(Source excerpt)
⟨

So much so, Theresa May—the woman who actually called this general election—made the bizarre decision to bail out and sent the recently bereaved Amber Rudd into battle. Rudd defended her leader’s decision on the grounds that "part of being a good leader is having a good, strong team.” Now, I loathe it when female leaders are maligned for showing little warmth, a criticism all-too-often laid at the door of women and not men. But Home Secretary Rudd’s rather severe demeanour did nothing to reassure a largely terrified and certainly confused British populace that it is safe under Tory rule. The moment when she said the Conservatives care most passionately about the poorest had the trappings of pantomime and a Crimewatch reconstruction rolled into one.

To be fair, the SNP's Nicola Sturgeon wasn't there either, with deputy Angus Robertson—the party's Westminster leader—speaking instead. And Caroline Lucas is one of two co-leaders of the Green Party. Lucas was the most impressive of the assembled, standing out from the cacophonous crowd in her challenge to the Tories’ record on arms sales. If anything, she made Labour leader Jeremy Corbyn’s case for him, but with more conviction.

Deciding late in the day to pitch up, Corbyn ditched the “Chairman Mao-style” cycle cap and presented one of the more polished performances of his campaign. Not only did that seem to sway the studio audience in his favour—in fact if the audience were randomly selected and representative of a cross-section of voters then it looks like a Labour landslide—it probably surprised the majority of his own MPs who’d previously voted no confidence in him. Head tilted to one side, we witnessed a resolutely statesmanlike Corbyn, a more authentic leader, happy in his own skin as a man with four decades’ experience in politics. The 1970s lecturer vibe of yore has been consigned to history, thankfully. Beside Corbyn and Lucas, Liberal Democrat leader Tim Farron appeared affable but ill-equipped—and somewhat too immature—to take on sole-charge of society’s challenges.

⟩

(Aim of the exercise)
Copy verbatim the passage of the debate commentary above that begins at the words "To be fair, the" and stops after "with more conviction.".

(Entries shown)

⟨

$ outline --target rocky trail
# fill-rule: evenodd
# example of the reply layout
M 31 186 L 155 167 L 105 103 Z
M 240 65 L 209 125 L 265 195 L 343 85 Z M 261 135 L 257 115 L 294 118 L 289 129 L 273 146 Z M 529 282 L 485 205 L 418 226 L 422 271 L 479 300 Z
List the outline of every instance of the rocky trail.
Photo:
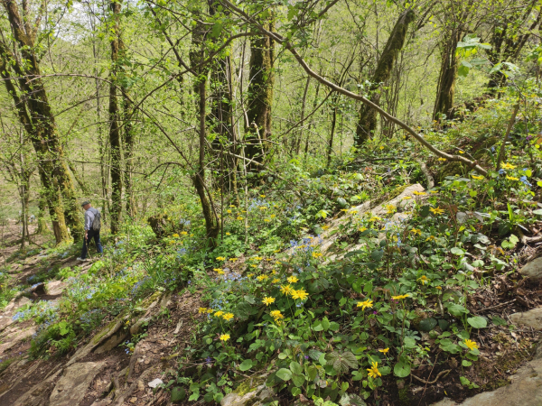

⟩

(Reply)
To be fair, the SNP's Nicola Sturgeon wasn't there either, with deputy Angus Robertson—the party's Westminster leader—speaking instead. And Caroline Lucas is one of two co-leaders of the Green Party. Lucas was the most impressive of the assembled, standing out from the cacophonous crowd in her challenge to the Tories’ record on arms sales. If anything, she made Labour leader Jeremy Corbyn’s case for him, but with more conviction.